● **GIVEN EXERCISE**
Count how many lines in the entries below contain the string "bill", treating uppercase and lowercase as different. Reply with the number alone.

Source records
****************************************

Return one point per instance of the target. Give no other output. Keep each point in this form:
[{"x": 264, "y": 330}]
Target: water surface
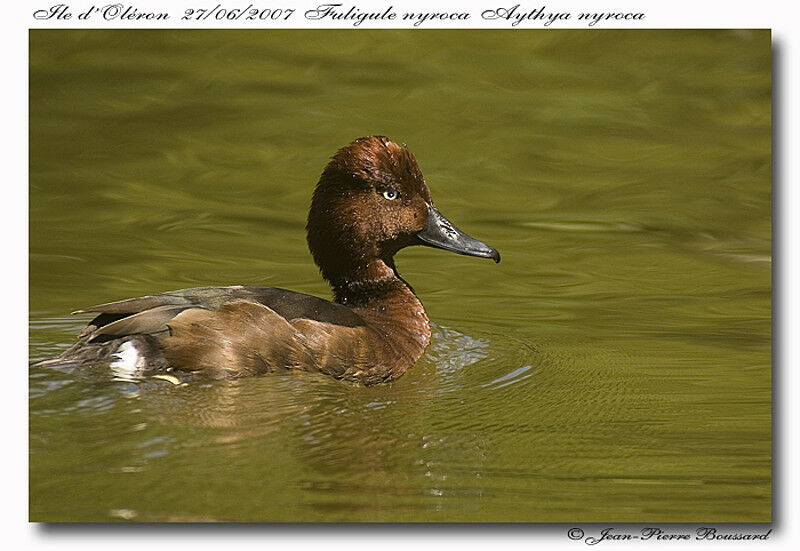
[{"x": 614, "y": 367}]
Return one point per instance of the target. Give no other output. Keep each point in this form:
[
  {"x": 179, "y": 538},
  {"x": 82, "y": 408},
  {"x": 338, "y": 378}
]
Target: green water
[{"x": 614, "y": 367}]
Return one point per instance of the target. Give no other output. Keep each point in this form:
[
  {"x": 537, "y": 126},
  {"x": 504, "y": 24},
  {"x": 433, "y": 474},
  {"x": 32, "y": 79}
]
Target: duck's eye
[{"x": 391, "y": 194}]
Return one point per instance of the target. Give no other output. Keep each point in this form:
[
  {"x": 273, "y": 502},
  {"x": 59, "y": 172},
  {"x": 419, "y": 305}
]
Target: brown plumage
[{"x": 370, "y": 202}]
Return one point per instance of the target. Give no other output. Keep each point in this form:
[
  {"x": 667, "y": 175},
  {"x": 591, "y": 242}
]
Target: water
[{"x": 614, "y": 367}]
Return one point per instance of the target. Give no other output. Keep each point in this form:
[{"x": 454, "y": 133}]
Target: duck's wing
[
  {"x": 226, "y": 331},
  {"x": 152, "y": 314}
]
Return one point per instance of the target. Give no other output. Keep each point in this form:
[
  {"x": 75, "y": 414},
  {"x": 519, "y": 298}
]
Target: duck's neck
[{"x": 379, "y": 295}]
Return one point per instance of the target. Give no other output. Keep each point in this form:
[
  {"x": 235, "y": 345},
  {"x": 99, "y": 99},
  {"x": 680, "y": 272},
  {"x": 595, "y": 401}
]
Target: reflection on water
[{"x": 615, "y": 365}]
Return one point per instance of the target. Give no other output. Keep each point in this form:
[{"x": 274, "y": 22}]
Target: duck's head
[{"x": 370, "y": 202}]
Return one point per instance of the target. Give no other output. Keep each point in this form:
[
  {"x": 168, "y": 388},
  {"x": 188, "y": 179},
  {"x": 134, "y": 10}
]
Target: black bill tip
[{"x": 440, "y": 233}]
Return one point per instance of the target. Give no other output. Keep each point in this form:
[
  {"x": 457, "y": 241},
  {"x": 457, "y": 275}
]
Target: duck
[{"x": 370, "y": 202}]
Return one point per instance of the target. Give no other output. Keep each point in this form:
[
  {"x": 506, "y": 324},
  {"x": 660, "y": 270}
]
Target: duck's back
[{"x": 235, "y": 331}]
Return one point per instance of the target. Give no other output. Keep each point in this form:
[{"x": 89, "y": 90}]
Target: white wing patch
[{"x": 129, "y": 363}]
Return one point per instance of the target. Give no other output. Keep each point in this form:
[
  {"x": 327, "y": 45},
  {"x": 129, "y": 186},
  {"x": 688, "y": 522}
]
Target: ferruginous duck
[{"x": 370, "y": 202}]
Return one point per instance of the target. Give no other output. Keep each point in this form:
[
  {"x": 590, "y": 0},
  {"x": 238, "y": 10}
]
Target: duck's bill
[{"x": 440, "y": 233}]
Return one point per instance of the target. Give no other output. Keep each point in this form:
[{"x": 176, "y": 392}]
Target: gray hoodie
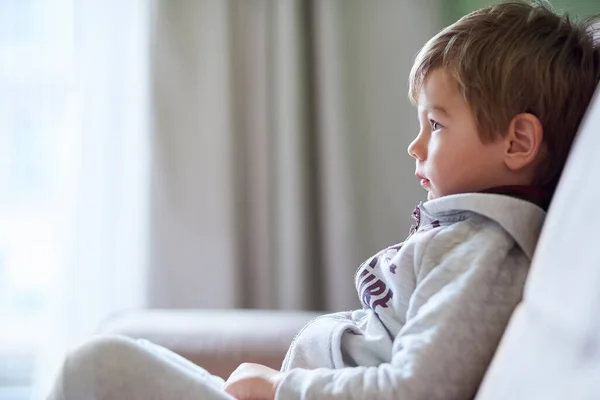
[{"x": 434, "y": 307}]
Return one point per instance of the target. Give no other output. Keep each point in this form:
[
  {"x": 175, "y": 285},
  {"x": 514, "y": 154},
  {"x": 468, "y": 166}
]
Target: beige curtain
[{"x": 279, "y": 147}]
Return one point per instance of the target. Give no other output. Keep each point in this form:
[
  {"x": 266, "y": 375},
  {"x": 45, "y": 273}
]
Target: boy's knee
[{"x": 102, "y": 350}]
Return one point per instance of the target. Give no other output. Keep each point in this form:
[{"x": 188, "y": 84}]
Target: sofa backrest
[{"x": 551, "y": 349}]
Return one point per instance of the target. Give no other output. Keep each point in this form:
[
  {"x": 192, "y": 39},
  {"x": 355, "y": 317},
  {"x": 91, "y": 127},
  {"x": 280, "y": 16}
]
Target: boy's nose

****************************************

● **FULL ANSWER**
2